┌─ Information provided
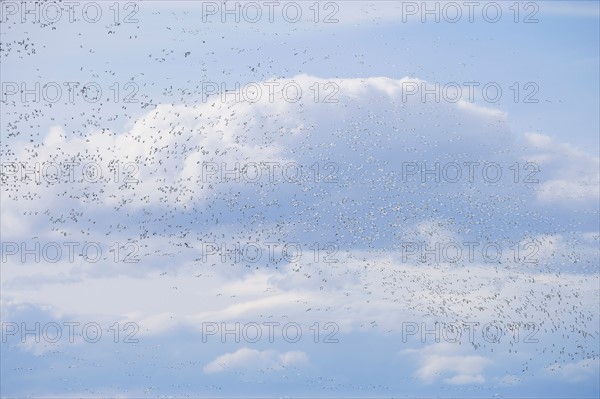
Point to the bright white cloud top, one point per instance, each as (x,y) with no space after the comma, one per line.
(322,229)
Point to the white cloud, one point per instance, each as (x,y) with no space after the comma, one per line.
(252,359)
(441,361)
(574,372)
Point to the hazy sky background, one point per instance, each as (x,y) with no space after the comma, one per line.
(166,210)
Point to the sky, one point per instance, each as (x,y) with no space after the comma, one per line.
(299,199)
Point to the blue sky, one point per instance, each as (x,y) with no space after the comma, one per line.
(357,222)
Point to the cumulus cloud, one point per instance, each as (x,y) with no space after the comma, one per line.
(252,359)
(574,372)
(441,361)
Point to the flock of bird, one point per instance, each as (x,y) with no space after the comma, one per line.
(153,192)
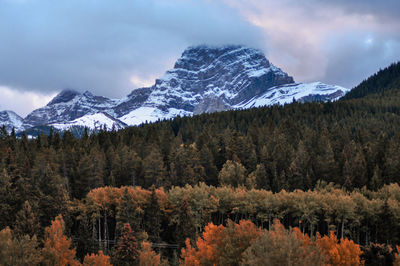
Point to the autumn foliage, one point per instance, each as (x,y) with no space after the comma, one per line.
(147,257)
(345,252)
(220,244)
(97,260)
(57,247)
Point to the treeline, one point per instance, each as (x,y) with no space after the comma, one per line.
(183,212)
(208,225)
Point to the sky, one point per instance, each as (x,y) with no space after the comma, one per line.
(113,47)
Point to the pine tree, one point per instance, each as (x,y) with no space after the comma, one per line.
(26,222)
(126,250)
(152,217)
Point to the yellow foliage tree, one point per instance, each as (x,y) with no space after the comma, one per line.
(345,253)
(56,250)
(97,260)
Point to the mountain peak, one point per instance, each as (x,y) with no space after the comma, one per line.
(64,96)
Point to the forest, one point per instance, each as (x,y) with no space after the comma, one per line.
(313,184)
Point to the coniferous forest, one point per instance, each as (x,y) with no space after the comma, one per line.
(301,184)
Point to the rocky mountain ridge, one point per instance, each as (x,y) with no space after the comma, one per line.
(204,79)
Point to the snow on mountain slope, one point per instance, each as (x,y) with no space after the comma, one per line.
(67,106)
(301,92)
(230,73)
(151,114)
(11,120)
(204,79)
(96,121)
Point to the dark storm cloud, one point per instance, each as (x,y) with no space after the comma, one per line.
(103,45)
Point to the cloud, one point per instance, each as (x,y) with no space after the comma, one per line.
(326,40)
(100,45)
(22,102)
(111,48)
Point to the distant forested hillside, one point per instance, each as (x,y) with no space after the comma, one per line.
(385,80)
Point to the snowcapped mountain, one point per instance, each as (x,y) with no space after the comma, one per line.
(204,79)
(68,105)
(11,120)
(95,121)
(300,92)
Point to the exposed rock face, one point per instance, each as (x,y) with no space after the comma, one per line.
(231,74)
(68,105)
(204,79)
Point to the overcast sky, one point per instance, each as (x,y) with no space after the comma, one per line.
(112,47)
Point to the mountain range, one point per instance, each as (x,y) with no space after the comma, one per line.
(204,79)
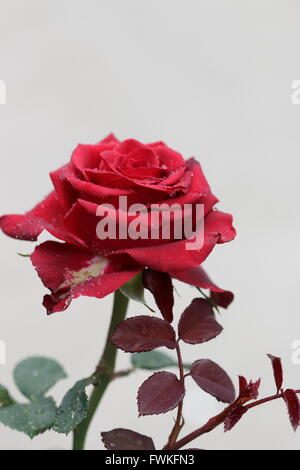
└─
Rewrite every line of the items above as a numbered list. Omit any blank lines and leave the pictures out.

1. Point to the bright white cloud top, one point per instance, each as (x,y) with no space after the comma, one per line.
2. (322,229)
3. Point to the white cloud, one point per instance, each as (x,y) with no space after the comma, one per line.
4. (252,359)
5. (441,361)
6. (574,372)
7. Point to the hazy sky background, one point per instance, each as (x,y) with no space after the comma, one per line.
8. (166,210)
9. Point to the sky, one point per instance, each as (x,y) with no space after the comma, one per line.
10. (299,199)
11. Point to the blue sky, one point per instance, each as (x,y) with no space after the comma, one per line.
12. (357,222)
13. Point to the cumulus cloud, one point per instance, each as (x,y) with no space after the comma, one per line.
14. (252,359)
15. (574,372)
16. (441,361)
17. Point to the flock of bird, one point per instance, each as (x,y) with no space after the comma, one per line.
18. (153,192)
19. Point to the autumn foliage, one point per instance, each as (x,y) with no space after the comma, one per line.
20. (147,257)
21. (345,252)
22. (220,244)
23. (97,260)
24. (57,247)
25. Point to the treeline, one point per instance, each as (x,y) with no space after the comma, one per line.
26. (183,212)
27. (208,225)
28. Point to the sky, one point per instance, each as (x,y) with no space after the comma, one per line.
29. (113,47)
30. Point to the pine tree, one point per instance, each as (x,y) with no space after the comma, one per line.
31. (26,222)
32. (126,250)
33. (152,217)
34. Point to the yellow foliage tree, one point per instance, each as (x,y) with no space after the comma, one per line.
35. (345,253)
36. (56,250)
37. (97,260)
38. Point to the mountain peak, one point per instance, each as (x,y) with no space after the comma, one per line.
39. (64,96)
40. Point to the forest, one point per instance, each as (x,y) with no space after the comma, one per line.
41. (313,184)
42. Point to the coniferous forest, one point per instance, each as (x,y) with no space after the comma, one per line.
43. (301,184)
44. Point to the rocky mountain ridge, one point per instance, each as (x,y) with no space after the comma, one per line.
45. (204,79)
46. Point to the snow on mountain slope, one point per instance, each as (x,y) with no space after the comma, one per line.
47. (67,106)
48. (301,92)
49. (230,73)
50. (151,114)
51. (11,120)
52. (204,79)
53. (96,121)
54. Point to the dark storm cloud, one point per instance, each as (x,y) with no space after the comma, one per line.
55. (103,45)
56. Point to the cloud, one point per instance, each as (x,y) with no space after the comma, one per line.
57. (326,40)
58. (100,45)
59. (22,102)
60. (111,48)
61. Point to the distant forested hillside, one point per instance, each as (x,y) with no space after the comma, one per line.
62. (385,80)
63. Point to the snowcapped mountain, one point per instance, each as (x,y) with no space after the comma, one per line.
64. (204,79)
65. (68,105)
66. (11,120)
67. (95,121)
68. (300,92)
69. Point to the exposed rock face, one point per instance, each as (x,y) with no space after the comma, one per line.
70. (231,74)
71. (68,105)
72. (204,79)
73. Point to the overcast sky, one point per instance, each as (x,y) with no space after the comma, one per line.
74. (112,47)
75. Point to the mountain range, one point per instance, each as (x,y) with no space after the comma, one per line.
76. (204,79)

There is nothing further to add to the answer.